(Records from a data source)
────────────────

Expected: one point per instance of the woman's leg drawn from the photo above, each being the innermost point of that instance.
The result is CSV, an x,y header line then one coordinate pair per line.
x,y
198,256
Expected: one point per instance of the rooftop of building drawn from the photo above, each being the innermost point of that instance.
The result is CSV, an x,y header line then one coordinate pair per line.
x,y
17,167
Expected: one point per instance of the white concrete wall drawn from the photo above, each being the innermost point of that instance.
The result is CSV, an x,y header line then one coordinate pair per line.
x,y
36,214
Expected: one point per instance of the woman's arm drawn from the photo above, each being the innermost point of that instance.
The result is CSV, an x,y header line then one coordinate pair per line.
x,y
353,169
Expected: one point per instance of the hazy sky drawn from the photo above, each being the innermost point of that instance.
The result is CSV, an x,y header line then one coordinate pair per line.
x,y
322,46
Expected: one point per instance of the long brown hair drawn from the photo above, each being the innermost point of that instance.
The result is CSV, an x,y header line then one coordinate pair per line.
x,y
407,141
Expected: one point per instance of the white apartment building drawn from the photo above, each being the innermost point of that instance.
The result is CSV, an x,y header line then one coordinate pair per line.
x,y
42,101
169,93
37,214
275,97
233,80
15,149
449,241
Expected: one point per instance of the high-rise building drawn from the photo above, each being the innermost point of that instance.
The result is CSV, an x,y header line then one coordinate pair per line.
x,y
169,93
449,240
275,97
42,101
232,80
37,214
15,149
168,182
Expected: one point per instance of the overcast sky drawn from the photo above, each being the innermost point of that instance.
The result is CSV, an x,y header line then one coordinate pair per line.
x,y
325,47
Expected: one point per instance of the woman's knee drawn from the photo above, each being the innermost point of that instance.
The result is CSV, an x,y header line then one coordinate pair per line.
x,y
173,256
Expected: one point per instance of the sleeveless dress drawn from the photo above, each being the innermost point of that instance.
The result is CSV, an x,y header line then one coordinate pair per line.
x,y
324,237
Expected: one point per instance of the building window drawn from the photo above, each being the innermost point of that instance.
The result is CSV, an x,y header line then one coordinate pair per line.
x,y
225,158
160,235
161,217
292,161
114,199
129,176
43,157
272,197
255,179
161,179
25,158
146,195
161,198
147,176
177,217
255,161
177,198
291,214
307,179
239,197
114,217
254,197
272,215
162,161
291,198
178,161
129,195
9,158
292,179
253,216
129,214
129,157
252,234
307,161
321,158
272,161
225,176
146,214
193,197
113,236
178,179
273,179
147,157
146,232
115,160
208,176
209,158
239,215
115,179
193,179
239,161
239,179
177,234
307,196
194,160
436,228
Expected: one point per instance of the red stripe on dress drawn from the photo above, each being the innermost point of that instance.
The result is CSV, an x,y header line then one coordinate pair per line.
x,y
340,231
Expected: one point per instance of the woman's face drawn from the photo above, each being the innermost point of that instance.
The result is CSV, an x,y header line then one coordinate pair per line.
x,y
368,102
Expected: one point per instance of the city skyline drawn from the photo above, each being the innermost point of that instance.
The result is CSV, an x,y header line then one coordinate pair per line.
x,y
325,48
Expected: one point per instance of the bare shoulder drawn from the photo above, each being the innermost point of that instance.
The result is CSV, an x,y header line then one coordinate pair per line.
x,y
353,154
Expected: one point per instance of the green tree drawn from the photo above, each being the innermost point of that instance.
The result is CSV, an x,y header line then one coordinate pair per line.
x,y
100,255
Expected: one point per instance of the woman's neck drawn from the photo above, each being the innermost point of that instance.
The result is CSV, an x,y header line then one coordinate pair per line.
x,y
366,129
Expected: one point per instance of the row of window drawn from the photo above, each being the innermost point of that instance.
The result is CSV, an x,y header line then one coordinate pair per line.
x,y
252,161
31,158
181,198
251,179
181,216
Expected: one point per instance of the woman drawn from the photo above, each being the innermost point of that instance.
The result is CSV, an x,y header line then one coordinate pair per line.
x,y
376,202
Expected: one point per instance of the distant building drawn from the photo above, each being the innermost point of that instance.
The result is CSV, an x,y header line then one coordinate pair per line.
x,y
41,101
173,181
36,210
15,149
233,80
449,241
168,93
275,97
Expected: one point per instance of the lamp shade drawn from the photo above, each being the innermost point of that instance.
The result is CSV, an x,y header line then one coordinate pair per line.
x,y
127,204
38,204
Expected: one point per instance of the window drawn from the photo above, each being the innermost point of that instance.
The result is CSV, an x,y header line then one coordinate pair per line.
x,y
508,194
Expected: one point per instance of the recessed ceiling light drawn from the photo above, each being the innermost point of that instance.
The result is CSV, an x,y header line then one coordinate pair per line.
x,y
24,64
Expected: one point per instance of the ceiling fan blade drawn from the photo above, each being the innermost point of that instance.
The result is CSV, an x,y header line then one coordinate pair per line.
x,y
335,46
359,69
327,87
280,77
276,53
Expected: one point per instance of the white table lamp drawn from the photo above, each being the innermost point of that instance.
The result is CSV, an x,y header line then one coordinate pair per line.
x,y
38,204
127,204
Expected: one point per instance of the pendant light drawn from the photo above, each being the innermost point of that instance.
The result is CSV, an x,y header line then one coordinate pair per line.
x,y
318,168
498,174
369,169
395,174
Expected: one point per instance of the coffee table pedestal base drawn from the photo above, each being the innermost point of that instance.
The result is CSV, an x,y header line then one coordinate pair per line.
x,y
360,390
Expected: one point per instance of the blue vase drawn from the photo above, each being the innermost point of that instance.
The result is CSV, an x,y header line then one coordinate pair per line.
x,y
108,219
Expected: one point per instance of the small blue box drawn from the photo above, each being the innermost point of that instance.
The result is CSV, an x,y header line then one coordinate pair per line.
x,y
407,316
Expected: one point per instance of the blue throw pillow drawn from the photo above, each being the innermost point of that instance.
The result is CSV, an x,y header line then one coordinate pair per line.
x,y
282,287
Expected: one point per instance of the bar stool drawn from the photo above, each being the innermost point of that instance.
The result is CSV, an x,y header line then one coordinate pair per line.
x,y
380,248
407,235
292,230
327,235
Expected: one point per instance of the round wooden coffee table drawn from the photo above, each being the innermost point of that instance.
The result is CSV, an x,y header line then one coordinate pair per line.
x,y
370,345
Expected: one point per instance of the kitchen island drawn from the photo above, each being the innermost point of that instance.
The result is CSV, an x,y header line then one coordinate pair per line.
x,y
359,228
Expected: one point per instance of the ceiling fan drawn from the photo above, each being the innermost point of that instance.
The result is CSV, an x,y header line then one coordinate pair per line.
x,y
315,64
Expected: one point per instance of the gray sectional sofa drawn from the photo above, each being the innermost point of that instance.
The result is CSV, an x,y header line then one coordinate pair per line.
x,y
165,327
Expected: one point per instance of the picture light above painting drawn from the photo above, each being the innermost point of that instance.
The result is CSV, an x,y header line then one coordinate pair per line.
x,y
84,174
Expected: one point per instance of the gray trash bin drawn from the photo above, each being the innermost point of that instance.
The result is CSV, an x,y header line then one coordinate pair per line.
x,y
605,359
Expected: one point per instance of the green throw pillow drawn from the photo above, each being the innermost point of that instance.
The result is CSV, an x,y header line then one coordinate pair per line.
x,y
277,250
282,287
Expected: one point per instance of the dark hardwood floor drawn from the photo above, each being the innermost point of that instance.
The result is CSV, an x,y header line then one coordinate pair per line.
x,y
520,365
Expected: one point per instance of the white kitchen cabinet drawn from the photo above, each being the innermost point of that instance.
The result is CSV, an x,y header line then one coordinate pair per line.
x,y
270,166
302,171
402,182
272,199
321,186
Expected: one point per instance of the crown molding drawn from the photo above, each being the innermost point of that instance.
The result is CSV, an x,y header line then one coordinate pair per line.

────────────────

• Exercise goal: Your answer should be the data above, retyped exactly.

• Task output:
Expected: one point per instance of the woman's leg drawn from the photo above, each being the innermost point of that instance.
The result is CSV, an x,y header line then one coordinate pair per line.
x,y
198,256
Expected: one point per instance of the rooftop of building drawn from the photo above, each being the innermost point of that instance.
The result is CSV, an x,y header line then one coordinate pair per line.
x,y
17,167
Expected: one point per instance of the white concrete wall drawn from the photo above, each being the innermost point of that instance.
The result is CSV, an x,y header line then one coordinate pair per line.
x,y
36,214
Expected: one point per instance of the woman's arm drawn from the photo above, each being the innermost point of that instance.
The result is CSV, an x,y header line then one coordinate pair per line.
x,y
353,169
Expected: one point per instance of the hazy sky drawn from the photo above, each being the innermost point of that instance.
The result is CSV, an x,y header line then one coordinate pair per line.
x,y
322,46
Expected: one point per instance of the long brown hair drawn from the photo above, each being the innermost point of that instance.
The result is CSV, an x,y header line then one coordinate pair per line.
x,y
407,141
Expected: one point per instance of the white apartment building drawn from the photo above, each being the innermost point of that instance.
The result is CSV, an x,y header line then one coordinate pair per line.
x,y
42,101
169,93
37,214
275,97
233,80
15,149
449,241
Expected: one point per instance of the high-rise building drawn from the photo above, each being the innermost point of that instance.
The result is CSV, an x,y header line then one coordinate pair per line.
x,y
169,93
449,240
275,97
42,101
232,80
37,214
15,149
168,182
Expected: one point per instance of the overcast sky drawn from the photo above, each being the innermost point of that instance.
The result is CSV, an x,y header line then one coordinate pair per line.
x,y
325,47
Expected: one point per instance of the woman's knee drawn from the photo above, each being the innermost point of that instance.
The result is CSV, an x,y header line then one coordinate pair per line.
x,y
173,256
Expected: one point per instance of the sleeveless dress drawn from the photo above, each being the innermost point of that instance.
The result is CSV, an x,y header line then one coordinate pair per line.
x,y
324,237
Expected: one point per instance of the building window drawn from the photo above, each being the innermost point of that instance.
The result is CSV, an x,y header line then one coordinate pair per line.
x,y
225,158
160,235
161,217
292,161
114,199
129,176
43,157
272,197
255,179
161,179
25,158
146,195
161,198
147,176
177,217
255,161
177,198
291,214
307,179
239,197
114,217
254,197
272,215
162,161
291,198
178,161
129,195
9,158
292,179
253,216
129,214
129,157
252,234
307,161
321,158
272,161
225,176
146,214
193,197
113,236
178,179
273,179
147,157
146,232
115,160
208,176
209,158
239,215
115,179
193,179
239,161
239,179
177,234
307,196
194,160
436,228
Expected: one point per instance of the red stripe on dress drawn from the photo above, each being the innermost point of that instance.
The result is CSV, an x,y header line then one coordinate pair per line.
x,y
340,231
Expected: one point per instance of the woman's face drawn from the photo above, each being the innermost point of that instance.
The result is CSV, an x,y header line then one coordinate pair per line.
x,y
368,102
Expected: one point per instance of the city skyline drawn from the photo above, each being the innermost point of that instance.
The result is CSV, an x,y header line then one coordinate pair per line.
x,y
325,48
Expected: one point per instance of the bare shoulder drawn from the photo above, each being the innermost point of that instance.
The result is CSV, an x,y header line then one coordinate pair per line.
x,y
353,154
Expected: one point per instance of the green tree drawn from the photo above, each being the innermost point of that instance.
The result is CSV, an x,y header line then one coordinate pair per line.
x,y
100,255
Expected: one point per instance of the woman's neck drawn from the photo above, each being the innermost point of that instance.
The result is CSV, an x,y header line then one coordinate pair per line.
x,y
366,129
Expected: one point per instance of the row of window drawn from the photo above, each being the innermost point of that instance.
The result is CSV, an x,y header line then one coordinate pair per line.
x,y
252,161
31,158
181,198
251,179
181,216
Expected: one point per instance of the woman drawn from the photo above, each being the innermost point of that instance.
The result is CSV, an x,y header line then one coordinate pair per line.
x,y
376,202
Expected: one point per instance of the distant building drawn from the photo above, each being the innermost point of that instance.
The result is CSV, an x,y header line then one coordinate pair per line.
x,y
41,101
173,181
36,210
15,149
233,80
449,241
168,93
275,97
Expected: one point per instance of the lamp shade drawn from the photo above, each being the innermost point of that instance.
The result is CSV, an x,y header line then one coordinate pair per line.
x,y
127,204
38,204
Expected: one point per instance of the window drawn from the photo above, each being the innermost point of that instance.
The result is CSV, an x,y header line then one coordinate pair per line.
x,y
508,194
Expected: one point per instance of the recessed ceiling light drawn from the photo above, each being the innermost point of that instance.
The result is CSV, an x,y header line then one coordinate pair per line.
x,y
24,64
Expected: one point per instance of the ceiling fan blade drawn from the photo above, each being the innermost point of that instance.
The result is CSV, an x,y header line then one coordinate pair per line.
x,y
335,46
359,69
327,87
280,77
276,53
Expected: one point per instance of the white table lamp drawn from the photo above, each being the innermost point of that instance.
The result is CSV, an x,y header line then one coordinate pair per line.
x,y
38,204
127,204
Expected: one point per instance of the pendant light drawn from the photo above, each being the innermost point of that instance.
The result is CSV, an x,y header line then one coordinate pair per line.
x,y
318,168
498,174
369,169
395,174
Expected: one point per instance of the coffee table pedestal base drawn from the photo above, each being the innermost point of that instance.
The result is CSV, an x,y header line then one coordinate pair per line.
x,y
360,390
Expected: one point per instance of the blue vase drawn from the photo above, each being the innermost point of that instance.
The result is CSV, an x,y header line then one coordinate pair per line.
x,y
108,219
Expected: one point per instance of the small blue box drawn from the photo above, each being the innermost point of that instance.
The result is CSV, an x,y header line then one coordinate pair per line.
x,y
407,316
Expected: one point per instance of the blue throw pillow drawn from the photo above, each being the innermost point of that instance.
The result is CSV, an x,y header line then one coordinate pair per line.
x,y
282,287
Expected: one point per instance of the bar stool drawn from the photo above, each being the innermost point of that instance.
The result is CSV, an x,y header line then one coordinate pair per line.
x,y
380,248
407,235
292,230
327,235
Expected: one point per instance of the round wooden coffee table drawn from the photo above, each being the innermost point of that instance.
The result is CSV, an x,y header line then one coordinate pair per line.
x,y
370,345
Expected: one point per instance of the kitchen island drawn from the photo above, each being the innermost point of that instance.
The result is CSV, an x,y header line then one coordinate pair per line.
x,y
359,228
Expected: one point per instance of the ceiling fan drawn from the photo above, each being the innermost point of that instance.
The result is CSV, an x,y header line then one coordinate pair per line.
x,y
315,64
Expected: one point per instance of the gray sectional sofa drawn from the photo above, each being the innermost point of that instance.
The result is CSV, an x,y header line then one coordinate pair per line.
x,y
165,327
Expected: one point per instance of the picture light above painting drawn from the photo above, each being the innermost point of that instance.
The result is CSV, an x,y header line then one coordinate pair per line.
x,y
84,174
Expected: one point per instance of the gray trash bin drawn from the photo above, each being the innermost point of that instance.
The result is CSV, an x,y header line then one coordinate pair per line.
x,y
605,359
Expected: one point per instance of the green throw pillow drawn from the photo above, each being the innermost point of that instance.
The result is CSV, an x,y header line then one coordinate pair per line.
x,y
277,250
282,287
Expected: one point per instance of the dark hardwood floor drawn from the photo above, each being the innermost point of that instance.
The result is CSV, an x,y header line then one coordinate pair per line.
x,y
520,365
Expected: one point per instance of the white kitchen cabinet drawn from the photo above, each being the innermost point of that instance.
The result is CSV, an x,y header line then one coordinate pair per line.
x,y
270,166
302,171
402,182
272,199
321,186
Expected: one point per instance of the crown molding drawn from the photo above, each being the innermost point of that instance.
The result is CSV, an x,y header line then one coordinate pair per line.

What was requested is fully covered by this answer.